* [Your goal] Start at the line below containing "Find the green painted" and stop at the line containing "Find the wooden plank". Repeat every line of that stretch exactly, and nothing outside it.

* [The input]
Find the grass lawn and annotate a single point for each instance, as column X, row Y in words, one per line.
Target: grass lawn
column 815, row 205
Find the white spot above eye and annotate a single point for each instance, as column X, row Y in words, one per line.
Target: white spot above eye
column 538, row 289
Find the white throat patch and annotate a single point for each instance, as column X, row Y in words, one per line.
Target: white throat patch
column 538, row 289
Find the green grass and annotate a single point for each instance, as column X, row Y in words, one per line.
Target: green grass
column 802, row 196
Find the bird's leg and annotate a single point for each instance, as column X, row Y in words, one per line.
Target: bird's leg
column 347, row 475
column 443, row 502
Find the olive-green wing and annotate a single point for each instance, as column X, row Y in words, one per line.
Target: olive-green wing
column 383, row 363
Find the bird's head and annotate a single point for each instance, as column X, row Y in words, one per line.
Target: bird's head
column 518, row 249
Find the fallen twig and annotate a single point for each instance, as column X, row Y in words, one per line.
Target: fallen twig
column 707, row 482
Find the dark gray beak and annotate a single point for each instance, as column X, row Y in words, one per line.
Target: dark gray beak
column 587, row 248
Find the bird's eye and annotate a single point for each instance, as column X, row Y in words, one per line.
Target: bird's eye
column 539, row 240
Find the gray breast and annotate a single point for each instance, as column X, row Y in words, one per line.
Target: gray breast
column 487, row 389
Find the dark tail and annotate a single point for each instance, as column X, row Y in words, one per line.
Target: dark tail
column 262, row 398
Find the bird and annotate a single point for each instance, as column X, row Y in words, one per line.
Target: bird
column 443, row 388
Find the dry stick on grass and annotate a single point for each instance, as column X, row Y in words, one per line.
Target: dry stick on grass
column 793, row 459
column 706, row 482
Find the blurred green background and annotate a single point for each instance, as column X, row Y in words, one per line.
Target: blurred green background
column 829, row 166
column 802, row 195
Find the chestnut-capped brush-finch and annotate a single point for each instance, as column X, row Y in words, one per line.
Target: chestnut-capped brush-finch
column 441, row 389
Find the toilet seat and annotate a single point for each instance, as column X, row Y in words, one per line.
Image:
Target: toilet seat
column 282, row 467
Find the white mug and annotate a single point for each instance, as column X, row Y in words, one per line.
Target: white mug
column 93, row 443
==
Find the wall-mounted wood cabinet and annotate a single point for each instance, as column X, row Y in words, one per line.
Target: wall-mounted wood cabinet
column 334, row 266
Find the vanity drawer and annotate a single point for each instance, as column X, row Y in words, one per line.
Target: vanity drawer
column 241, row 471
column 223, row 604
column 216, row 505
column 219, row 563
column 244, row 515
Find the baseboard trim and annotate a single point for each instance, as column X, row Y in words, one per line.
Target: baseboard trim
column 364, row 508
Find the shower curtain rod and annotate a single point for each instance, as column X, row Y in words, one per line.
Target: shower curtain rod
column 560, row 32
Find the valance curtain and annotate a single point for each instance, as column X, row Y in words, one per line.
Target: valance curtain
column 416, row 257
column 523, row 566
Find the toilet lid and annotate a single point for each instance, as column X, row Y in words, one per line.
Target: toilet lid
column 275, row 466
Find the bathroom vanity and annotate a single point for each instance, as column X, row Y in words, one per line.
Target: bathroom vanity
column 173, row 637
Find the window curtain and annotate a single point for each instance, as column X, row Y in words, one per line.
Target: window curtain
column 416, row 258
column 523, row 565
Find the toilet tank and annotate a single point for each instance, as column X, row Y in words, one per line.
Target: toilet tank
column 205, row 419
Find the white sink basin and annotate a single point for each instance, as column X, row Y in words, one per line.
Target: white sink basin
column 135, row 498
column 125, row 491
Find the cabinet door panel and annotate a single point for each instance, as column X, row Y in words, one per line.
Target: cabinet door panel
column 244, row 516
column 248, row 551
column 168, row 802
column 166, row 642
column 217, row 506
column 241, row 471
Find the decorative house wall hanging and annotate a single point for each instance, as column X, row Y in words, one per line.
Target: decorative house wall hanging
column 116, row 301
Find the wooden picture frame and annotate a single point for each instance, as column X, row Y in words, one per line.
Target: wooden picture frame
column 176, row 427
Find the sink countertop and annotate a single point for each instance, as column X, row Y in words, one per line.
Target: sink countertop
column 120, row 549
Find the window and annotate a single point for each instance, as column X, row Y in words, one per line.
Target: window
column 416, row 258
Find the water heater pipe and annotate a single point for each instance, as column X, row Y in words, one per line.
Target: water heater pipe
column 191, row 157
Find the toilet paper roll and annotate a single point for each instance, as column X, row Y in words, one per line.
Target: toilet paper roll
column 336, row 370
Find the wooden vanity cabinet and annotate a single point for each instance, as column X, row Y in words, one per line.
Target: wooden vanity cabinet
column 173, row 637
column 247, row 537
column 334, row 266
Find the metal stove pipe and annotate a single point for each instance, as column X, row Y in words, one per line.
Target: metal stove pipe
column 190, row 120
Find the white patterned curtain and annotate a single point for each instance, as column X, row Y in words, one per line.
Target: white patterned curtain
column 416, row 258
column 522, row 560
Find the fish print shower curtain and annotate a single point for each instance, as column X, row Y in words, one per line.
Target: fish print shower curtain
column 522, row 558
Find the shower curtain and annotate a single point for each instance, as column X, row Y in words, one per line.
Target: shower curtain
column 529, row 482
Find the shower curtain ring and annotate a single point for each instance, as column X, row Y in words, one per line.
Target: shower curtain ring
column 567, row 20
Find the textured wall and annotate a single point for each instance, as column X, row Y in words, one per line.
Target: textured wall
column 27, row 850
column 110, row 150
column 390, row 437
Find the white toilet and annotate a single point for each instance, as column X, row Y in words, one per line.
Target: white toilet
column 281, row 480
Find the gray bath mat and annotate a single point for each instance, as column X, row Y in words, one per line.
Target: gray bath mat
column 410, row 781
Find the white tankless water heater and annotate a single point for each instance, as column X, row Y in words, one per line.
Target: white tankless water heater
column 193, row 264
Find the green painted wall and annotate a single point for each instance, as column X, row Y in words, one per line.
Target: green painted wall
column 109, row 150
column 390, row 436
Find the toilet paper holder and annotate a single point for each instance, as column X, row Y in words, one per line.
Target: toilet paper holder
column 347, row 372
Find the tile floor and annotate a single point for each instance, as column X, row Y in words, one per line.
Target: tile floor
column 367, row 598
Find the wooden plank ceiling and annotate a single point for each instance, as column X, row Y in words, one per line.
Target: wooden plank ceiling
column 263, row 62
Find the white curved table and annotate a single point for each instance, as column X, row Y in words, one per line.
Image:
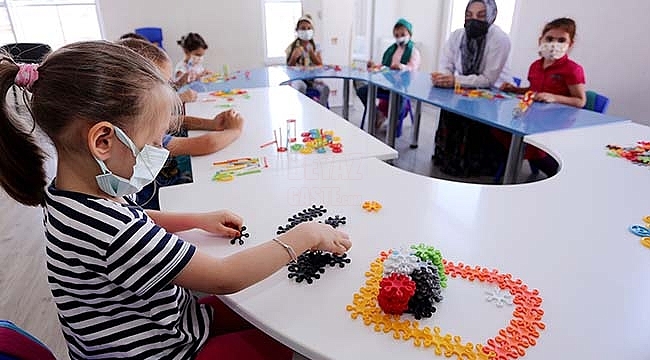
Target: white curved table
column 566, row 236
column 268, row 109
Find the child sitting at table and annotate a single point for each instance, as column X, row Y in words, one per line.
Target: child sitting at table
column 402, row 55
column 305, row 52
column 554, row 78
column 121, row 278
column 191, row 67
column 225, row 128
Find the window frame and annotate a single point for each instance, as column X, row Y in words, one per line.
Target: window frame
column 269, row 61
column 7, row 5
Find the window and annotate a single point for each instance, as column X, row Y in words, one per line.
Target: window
...
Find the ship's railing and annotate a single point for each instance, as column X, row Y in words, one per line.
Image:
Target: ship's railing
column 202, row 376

* [Result below]
Find the green painted wall and annotate a single point for each instance, as column X, row Y in words, one per line.
Target: green painted wall
column 109, row 150
column 390, row 436
Find the toilet paper holder and annotate a single point for each instance, as column X, row Y in words, one per line.
Target: toilet paper holder
column 347, row 372
Find the tile floor and annotate a single point for each instance, as column X, row Y in words, one per line.
Target: tile floor
column 367, row 598
Find the wooden plank ceiling and annotate a single point for each instance, as column X, row Y in words, one per line.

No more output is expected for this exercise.